Supplied material:
§ §
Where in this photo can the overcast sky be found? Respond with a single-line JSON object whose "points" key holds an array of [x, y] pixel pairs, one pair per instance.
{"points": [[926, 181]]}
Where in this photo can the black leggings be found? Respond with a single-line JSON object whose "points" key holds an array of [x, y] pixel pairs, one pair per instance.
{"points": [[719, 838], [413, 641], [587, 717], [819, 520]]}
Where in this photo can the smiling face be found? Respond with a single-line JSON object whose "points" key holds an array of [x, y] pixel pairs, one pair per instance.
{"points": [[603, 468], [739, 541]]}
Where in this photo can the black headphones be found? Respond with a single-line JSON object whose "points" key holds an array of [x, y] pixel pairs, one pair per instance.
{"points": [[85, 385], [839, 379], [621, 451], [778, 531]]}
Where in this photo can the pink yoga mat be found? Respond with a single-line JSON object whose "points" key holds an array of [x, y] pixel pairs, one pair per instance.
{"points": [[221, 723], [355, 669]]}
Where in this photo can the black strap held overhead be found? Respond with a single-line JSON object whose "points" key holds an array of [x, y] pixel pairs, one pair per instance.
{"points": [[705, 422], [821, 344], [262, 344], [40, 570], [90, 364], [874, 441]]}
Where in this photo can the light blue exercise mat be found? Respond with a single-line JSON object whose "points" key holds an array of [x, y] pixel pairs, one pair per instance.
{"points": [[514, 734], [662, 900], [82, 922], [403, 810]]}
§ §
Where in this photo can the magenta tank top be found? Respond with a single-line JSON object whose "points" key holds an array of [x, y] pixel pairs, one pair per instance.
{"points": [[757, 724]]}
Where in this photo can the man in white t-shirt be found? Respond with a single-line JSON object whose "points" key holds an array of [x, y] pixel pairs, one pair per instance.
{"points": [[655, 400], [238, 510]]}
§ §
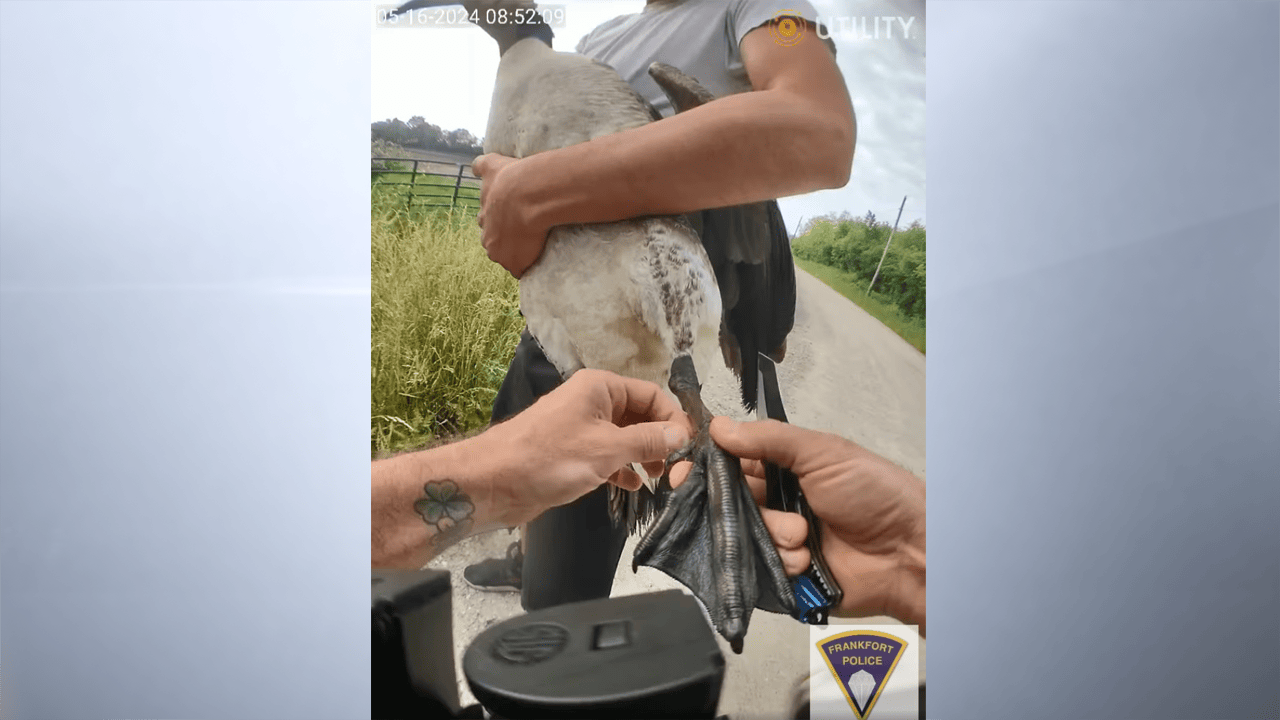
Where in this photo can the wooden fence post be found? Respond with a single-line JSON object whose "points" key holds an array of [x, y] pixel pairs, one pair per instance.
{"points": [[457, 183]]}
§ §
Goal:
Pull out every line in the records above that contains the word "smiling", and copy each one as it appears.

Finished exercise:
Where in this photo can the smiling face be found? Respond with a single-line JSON object whose "points" key holds an array of [x, y] pixel pairs, one pair per instance.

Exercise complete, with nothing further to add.